SET EXERCISE: Write out verbatim the lines between the line holding "Category: wooden fence" and the line holding "pixel 609 163", inclusive, and no others.

DATASET RECORDS:
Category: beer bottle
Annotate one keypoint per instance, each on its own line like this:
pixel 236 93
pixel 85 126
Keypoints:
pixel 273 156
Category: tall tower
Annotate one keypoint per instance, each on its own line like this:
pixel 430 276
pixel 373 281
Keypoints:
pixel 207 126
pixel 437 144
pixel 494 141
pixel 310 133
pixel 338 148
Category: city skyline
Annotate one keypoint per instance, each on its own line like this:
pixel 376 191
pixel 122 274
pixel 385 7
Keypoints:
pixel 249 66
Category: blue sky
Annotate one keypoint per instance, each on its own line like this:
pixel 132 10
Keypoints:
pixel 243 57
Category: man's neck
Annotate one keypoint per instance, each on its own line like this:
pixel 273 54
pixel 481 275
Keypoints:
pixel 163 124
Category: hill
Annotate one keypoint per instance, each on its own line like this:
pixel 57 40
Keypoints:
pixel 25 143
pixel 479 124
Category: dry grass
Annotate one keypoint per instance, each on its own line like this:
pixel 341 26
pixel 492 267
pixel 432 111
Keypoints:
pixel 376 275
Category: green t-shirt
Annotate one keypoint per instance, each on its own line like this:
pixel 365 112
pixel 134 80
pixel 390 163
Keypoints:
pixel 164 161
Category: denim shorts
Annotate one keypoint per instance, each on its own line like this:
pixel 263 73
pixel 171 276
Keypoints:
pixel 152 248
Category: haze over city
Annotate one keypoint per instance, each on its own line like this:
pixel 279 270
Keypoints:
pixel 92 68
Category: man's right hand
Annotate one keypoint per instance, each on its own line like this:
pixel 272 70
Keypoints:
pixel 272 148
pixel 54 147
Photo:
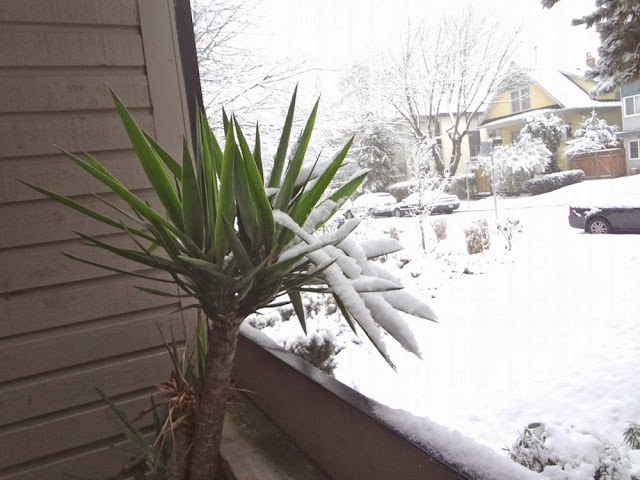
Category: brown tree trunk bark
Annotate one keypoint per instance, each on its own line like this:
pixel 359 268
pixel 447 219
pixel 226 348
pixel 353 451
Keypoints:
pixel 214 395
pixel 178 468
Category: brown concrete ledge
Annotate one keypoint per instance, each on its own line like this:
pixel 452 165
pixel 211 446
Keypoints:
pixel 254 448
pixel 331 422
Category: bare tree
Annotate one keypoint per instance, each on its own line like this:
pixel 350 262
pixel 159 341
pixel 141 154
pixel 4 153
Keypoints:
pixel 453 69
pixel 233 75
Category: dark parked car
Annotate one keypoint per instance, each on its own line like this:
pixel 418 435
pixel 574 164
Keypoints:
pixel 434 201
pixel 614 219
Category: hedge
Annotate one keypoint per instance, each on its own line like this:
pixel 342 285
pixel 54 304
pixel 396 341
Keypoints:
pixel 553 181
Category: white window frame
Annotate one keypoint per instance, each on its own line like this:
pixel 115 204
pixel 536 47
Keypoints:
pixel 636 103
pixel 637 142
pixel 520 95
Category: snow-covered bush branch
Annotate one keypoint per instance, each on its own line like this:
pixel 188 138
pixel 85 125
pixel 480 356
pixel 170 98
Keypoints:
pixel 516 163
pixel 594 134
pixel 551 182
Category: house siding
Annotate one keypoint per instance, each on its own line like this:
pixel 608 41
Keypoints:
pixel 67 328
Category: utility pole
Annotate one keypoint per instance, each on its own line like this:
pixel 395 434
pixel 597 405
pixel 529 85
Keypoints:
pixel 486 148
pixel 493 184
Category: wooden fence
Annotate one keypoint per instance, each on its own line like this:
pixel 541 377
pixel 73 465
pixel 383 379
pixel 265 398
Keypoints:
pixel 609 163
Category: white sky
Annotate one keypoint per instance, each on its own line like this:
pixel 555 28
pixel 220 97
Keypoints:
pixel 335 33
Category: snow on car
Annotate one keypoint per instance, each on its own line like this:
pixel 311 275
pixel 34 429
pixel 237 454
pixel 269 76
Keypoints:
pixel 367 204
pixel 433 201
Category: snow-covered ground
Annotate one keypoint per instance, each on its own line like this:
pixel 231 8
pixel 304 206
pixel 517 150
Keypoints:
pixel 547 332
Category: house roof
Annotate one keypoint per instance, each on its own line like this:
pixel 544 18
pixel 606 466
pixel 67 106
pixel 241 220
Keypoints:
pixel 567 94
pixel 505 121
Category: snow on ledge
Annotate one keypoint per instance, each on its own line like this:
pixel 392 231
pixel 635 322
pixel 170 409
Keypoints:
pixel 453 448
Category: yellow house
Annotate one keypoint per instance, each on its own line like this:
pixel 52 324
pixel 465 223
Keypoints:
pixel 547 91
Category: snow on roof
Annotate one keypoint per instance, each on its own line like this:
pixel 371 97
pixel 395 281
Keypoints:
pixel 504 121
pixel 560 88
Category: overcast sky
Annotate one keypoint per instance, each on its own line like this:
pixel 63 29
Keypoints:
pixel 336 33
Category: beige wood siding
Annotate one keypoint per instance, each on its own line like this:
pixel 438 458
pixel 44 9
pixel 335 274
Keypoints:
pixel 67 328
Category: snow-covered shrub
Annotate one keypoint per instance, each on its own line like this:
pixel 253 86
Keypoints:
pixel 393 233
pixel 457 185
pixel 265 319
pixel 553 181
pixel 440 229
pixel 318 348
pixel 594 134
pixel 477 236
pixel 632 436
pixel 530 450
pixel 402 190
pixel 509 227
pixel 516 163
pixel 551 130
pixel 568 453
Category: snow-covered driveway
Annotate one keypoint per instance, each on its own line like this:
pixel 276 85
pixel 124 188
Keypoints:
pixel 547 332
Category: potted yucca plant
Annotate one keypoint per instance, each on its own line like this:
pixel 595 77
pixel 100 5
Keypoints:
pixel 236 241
...
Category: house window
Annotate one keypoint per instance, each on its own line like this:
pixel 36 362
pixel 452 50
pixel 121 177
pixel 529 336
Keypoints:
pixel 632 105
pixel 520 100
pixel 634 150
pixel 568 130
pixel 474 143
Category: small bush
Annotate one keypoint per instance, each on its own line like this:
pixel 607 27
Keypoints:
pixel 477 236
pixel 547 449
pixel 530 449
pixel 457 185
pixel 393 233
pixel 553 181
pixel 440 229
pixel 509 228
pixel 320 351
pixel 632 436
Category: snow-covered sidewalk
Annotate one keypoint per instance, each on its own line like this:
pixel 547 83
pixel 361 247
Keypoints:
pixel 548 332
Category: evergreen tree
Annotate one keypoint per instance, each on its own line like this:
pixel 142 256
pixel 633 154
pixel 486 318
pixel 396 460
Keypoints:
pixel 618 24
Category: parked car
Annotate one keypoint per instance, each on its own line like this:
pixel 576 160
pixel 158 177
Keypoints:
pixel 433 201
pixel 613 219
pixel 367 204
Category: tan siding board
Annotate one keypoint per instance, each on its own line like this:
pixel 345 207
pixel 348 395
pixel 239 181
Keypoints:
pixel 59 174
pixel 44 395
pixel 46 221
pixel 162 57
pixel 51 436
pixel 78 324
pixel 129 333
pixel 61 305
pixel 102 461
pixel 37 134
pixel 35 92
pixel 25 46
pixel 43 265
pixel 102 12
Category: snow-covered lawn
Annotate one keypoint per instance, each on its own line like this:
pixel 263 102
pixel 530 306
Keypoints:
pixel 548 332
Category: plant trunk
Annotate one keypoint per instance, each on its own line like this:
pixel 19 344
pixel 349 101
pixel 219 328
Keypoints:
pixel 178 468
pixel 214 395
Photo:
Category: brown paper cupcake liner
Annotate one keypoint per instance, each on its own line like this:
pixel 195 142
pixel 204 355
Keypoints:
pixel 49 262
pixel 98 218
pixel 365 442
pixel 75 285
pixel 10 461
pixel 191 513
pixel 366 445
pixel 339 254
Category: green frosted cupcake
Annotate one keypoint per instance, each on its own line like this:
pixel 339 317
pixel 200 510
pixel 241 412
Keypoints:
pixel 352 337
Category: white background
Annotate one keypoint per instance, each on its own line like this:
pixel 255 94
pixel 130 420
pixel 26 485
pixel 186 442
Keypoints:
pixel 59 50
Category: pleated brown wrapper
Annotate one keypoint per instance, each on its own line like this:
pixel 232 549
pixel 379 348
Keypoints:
* * *
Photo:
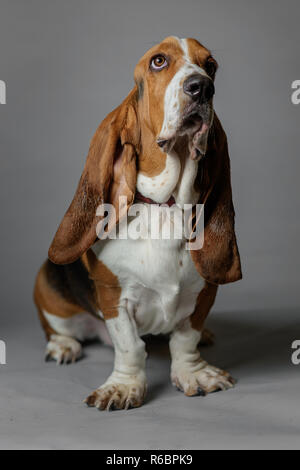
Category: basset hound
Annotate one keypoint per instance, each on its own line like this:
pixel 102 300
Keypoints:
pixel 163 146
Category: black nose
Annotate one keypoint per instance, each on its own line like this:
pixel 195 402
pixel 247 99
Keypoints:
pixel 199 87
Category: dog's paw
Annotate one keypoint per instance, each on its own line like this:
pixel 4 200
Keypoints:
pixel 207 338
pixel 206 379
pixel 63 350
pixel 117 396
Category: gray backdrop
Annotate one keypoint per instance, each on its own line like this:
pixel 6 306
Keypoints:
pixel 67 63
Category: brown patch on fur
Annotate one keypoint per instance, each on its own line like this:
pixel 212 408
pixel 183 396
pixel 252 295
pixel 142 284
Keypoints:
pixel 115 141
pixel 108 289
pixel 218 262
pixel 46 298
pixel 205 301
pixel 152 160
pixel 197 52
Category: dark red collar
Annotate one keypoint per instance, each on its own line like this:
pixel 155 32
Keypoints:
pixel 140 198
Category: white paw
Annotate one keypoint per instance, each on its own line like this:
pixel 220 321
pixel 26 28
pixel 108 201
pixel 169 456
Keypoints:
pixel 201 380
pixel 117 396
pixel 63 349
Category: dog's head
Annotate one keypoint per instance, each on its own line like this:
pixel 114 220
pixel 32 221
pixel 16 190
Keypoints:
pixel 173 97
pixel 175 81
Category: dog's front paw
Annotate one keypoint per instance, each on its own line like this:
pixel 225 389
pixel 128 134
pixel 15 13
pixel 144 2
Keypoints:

RESPONSE TO THE EXERCISE:
Category: wooden fence
Annotate one keypoint per instance, each on its own line like this:
pixel 541 377
pixel 73 465
pixel 383 379
pixel 265 398
Keypoints:
pixel 609 163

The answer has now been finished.